**WHAT THE TASK REQUIRES:**
A complete, exact retyping of the data below is required.

[Records from a dataset]
*** Block opens ***

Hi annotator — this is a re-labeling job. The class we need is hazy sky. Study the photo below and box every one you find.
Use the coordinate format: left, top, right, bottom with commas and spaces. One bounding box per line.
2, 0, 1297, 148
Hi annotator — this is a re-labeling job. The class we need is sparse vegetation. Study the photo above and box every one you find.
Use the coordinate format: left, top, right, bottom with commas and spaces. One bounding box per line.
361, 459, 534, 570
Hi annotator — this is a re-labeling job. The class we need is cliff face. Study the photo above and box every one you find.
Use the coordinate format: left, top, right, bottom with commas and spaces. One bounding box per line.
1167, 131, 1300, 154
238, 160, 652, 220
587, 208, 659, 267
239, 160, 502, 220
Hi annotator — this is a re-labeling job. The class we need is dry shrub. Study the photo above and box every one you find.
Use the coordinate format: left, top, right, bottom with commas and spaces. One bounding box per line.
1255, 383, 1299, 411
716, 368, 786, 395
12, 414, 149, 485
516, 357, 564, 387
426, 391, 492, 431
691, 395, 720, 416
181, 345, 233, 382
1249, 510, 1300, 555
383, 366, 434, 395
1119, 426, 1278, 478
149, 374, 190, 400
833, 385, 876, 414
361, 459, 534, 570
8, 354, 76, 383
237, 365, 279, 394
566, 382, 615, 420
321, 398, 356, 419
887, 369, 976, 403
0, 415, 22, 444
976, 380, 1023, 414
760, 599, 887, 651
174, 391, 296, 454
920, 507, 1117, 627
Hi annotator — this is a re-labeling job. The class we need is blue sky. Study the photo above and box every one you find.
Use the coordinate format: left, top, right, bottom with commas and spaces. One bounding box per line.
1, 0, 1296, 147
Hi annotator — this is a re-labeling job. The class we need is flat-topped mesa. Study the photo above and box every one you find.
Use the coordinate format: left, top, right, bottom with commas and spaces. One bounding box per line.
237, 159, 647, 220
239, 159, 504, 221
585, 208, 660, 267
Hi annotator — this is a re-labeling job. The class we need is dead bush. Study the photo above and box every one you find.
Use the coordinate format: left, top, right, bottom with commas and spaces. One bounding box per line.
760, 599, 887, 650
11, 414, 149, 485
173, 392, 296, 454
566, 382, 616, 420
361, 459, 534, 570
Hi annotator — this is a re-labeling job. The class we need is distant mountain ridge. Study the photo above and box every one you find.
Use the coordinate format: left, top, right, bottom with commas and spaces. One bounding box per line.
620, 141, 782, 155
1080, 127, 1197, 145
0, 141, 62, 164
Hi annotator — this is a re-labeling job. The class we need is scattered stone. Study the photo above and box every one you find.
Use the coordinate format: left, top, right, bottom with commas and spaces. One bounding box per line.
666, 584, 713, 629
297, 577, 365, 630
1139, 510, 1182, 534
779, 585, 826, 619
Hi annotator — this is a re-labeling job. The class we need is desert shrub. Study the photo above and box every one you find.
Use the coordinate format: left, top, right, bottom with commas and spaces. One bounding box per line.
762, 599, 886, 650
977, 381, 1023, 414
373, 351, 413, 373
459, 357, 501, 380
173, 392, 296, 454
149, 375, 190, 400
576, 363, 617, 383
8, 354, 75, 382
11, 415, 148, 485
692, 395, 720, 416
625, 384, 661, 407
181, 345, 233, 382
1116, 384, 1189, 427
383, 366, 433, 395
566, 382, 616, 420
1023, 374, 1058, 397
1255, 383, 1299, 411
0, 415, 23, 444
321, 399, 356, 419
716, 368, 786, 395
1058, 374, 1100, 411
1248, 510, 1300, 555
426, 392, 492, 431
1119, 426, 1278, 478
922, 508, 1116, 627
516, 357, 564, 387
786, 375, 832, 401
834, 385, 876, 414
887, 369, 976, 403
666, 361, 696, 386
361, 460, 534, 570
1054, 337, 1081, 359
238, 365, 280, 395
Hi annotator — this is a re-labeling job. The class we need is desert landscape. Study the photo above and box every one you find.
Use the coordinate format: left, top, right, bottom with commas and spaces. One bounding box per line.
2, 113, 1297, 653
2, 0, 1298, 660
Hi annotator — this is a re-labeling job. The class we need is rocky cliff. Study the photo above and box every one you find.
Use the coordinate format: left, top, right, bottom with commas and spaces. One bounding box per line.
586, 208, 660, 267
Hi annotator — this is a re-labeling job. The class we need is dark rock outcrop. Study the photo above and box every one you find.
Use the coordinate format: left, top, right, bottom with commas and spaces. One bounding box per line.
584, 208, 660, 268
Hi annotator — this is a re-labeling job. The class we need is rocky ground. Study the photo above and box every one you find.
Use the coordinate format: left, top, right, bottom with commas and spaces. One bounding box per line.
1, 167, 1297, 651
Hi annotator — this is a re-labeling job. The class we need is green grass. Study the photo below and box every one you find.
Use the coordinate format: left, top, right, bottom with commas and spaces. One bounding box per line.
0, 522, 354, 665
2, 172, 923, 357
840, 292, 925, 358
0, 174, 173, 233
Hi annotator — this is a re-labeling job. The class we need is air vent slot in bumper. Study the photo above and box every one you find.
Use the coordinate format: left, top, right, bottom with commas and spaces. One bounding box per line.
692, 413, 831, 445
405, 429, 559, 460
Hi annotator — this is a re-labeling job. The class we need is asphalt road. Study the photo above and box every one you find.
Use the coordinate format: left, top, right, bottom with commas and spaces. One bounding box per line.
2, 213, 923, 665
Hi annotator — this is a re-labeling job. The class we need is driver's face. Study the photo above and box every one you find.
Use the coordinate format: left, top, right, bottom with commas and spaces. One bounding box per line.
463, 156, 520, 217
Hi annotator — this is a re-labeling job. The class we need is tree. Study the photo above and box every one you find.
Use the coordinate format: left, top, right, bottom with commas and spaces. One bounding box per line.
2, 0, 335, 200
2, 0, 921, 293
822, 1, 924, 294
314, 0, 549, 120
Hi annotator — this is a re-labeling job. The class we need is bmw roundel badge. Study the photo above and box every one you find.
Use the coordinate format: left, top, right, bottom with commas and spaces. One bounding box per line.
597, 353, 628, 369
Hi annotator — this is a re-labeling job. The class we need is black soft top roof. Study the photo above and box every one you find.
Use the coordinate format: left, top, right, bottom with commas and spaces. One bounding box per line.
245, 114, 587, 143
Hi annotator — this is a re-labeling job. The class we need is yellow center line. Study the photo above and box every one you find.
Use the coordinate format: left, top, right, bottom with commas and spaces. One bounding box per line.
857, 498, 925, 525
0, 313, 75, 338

*** Block closes ***

**OUTPUT OF THE EXERCISE:**
Hi annotator — this is a re-labeling job. The class we need is hazy sky. Study the photo below and box every one you find.
Use the coordinate format: left, top, right, bottom with commas and spaces. One bounding box per line.
2, 0, 1297, 148
Hi annotator — this is a re-labeling job. The class we need is sparse vegetation. Study the photo above and box every one you find.
Use the coordinate format: left, top, right, bottom with commas and spaces. One bounding box per line.
361, 459, 534, 570
Hi annotator — this is a re-labeling job. The class we need is cliff face. Study the photo above and box every one you find.
Use the coordinate format: left, top, right, bottom with commas and spaces. One bounding box per line.
1167, 131, 1300, 154
238, 160, 652, 220
587, 208, 659, 267
239, 160, 502, 220
Hi annotator — this is a re-labeling job. The class we need is dry shrub. Study the photo above and box every one you find.
Use the coordinate format: left, top, right, bottom with commas and spaces. One bounding box per line.
1255, 383, 1299, 411
716, 368, 786, 395
12, 414, 149, 485
516, 357, 564, 387
426, 391, 492, 431
691, 395, 720, 416
181, 345, 233, 382
1249, 510, 1300, 555
383, 366, 434, 395
1119, 426, 1278, 478
149, 374, 190, 400
833, 385, 876, 414
361, 459, 534, 570
8, 354, 76, 383
237, 365, 279, 394
566, 382, 615, 420
321, 398, 356, 419
887, 369, 976, 403
0, 415, 22, 444
976, 380, 1023, 414
760, 599, 887, 651
174, 391, 296, 454
920, 507, 1117, 627
Hi annotator — this is a re-labeling job. The class we need is blue sky. Study the photo above and box every one you find.
Use the coordinate format: left, top, right, bottom with commas and spaces. One bounding box per line.
1, 0, 1296, 147
Hi annotator — this is a re-labeling job. The class we need is flat-topped mesa. Study the photo above and box every one you find.
Use the coordinate format: left, top, right, bottom with commas and spaces. One bounding box per line.
237, 159, 647, 220
239, 159, 504, 221
585, 208, 660, 267
Hi annotator — this is a re-labeling job. The class we need is dead bush. Study the photo above and box every one you find.
Use the coordinate format: left, top, right, bottom with commas and spaces. One bounding box per line.
760, 599, 887, 650
11, 414, 149, 485
173, 392, 296, 454
566, 382, 616, 420
361, 459, 534, 570
Hi annotator — this is a re-labeling job. The class we need is distant mountain ridge. Study the photo above and box every one you find.
Use the coordinate format: left, top, right, bottom with commas and spaces. One bounding box per line.
620, 141, 782, 155
1080, 127, 1197, 145
0, 141, 62, 164
Hi annotator — this is a re-labeling job. The class we need is scattered stone. Study the photo above and box every one you find.
Use the coordinate format: left, top, right, bottom with commas and spaces. One bounding box per line.
666, 584, 713, 629
297, 577, 365, 630
1139, 510, 1182, 534
779, 585, 826, 619
Hi annotator — this is a re-labeling job. The class we need is desert shrub. Study the photo above and box every one you find.
Use the coordinate format: left, top, right, bottom with commas and spaces. One bounding box per line.
762, 599, 886, 650
977, 381, 1023, 414
373, 351, 413, 373
459, 357, 501, 380
173, 392, 296, 454
149, 375, 190, 400
576, 363, 617, 383
8, 354, 75, 382
11, 415, 148, 485
692, 395, 720, 416
625, 384, 661, 407
181, 345, 233, 382
1116, 384, 1189, 427
383, 366, 433, 395
566, 382, 616, 420
1023, 374, 1058, 397
1255, 383, 1299, 411
0, 415, 23, 444
321, 399, 356, 419
716, 368, 786, 395
1058, 374, 1100, 411
1248, 510, 1300, 555
426, 392, 492, 431
1119, 426, 1278, 478
922, 508, 1116, 627
516, 357, 564, 387
786, 375, 832, 401
834, 385, 876, 414
887, 369, 976, 403
666, 361, 696, 386
361, 460, 534, 570
1054, 337, 1081, 359
238, 365, 280, 395
Hi annotator — this is a re-labeling job. The class we need is desert landscape. Study the photo above and box every one you find.
Use the coordinate format: left, top, right, bottom with commas and spaces. One bounding box per line.
2, 113, 1297, 653
2, 0, 1298, 660
Hi annotator — this is a re-labeling job. The class we need is rocky cliff. Study the photo above and box every one you find.
Use the coordinate format: left, top, right, bottom with commas and spaces. One bounding box per line.
586, 208, 660, 267
Hi annotator — this is a re-labeling job. The class we need is dark rock outcrop. Study the photo above and box every one you find.
Use the coordinate format: left, top, right, bottom with commas and spaces. One bounding box per line.
584, 208, 660, 268
Hi annotator — this is a re-labeling job. The class we need is rocky ground. Study the photo above and box every one you find.
Use the coordinate format: left, top, right, bottom with commas and spaces. One bounding box per line.
1, 167, 1297, 651
Hi annotator — this is a re-labeling job. The class we need is green grass. Study the photo below and box every one you find.
Use the coordinate format: left, top, right, bottom with commas and spaces. One bounding box per line.
0, 522, 354, 665
2, 172, 923, 357
840, 292, 925, 358
0, 174, 173, 233
Hi annotator — this is a re-labeling job. The class we need is air vent slot in bumper. Study the photo above and box every one you find.
Use the coordinate format: left, top, right, bottom with commas and spaces. One bounding box per line.
692, 413, 831, 445
405, 429, 559, 460
Hi annotator — this is a re-labeling job. The class we need is asphalt road. Study the photo above and box every one you find.
Use the coordinate format: left, top, right, bottom with commas and spaces. One bounding box per line.
2, 213, 923, 665
Hi annotator — this is a re-labeling job. The class we need is driver's face. Study the photo above and box every one you find.
Use the coordinate format: left, top, right, bottom with commas and spaces. One bounding box per line.
463, 156, 520, 217
Hi annotator — this is a re-labeling job. The class we need is tree. Study the photo above and box every one you find.
Use the coordinate format: left, top, right, bottom with commas and spaces. One bounding box per line.
2, 0, 335, 200
2, 0, 921, 293
822, 1, 924, 294
314, 0, 549, 120
Hi annotator — this is a re-labeling job. The class we need is bmw roundel badge. Study the photo above and box every one you find.
Use the coordinate format: left, top, right, bottom with commas and spaces. One bounding box per line.
597, 353, 628, 369
Hi annotator — this is a re-labeling job. The class we need is black soft top roof. Study the photo above and box every one you find.
Use the coordinate format: left, top, right, bottom with commas and spaces. One bounding box per line.
245, 114, 587, 143
Hi annotator — this is a re-labeling job. The class we need is yellow center line. Study the photo above and box every one you find.
Use the coordinate format: left, top, right, bottom with commas and spaces. One bounding box per line.
857, 498, 925, 525
0, 313, 75, 338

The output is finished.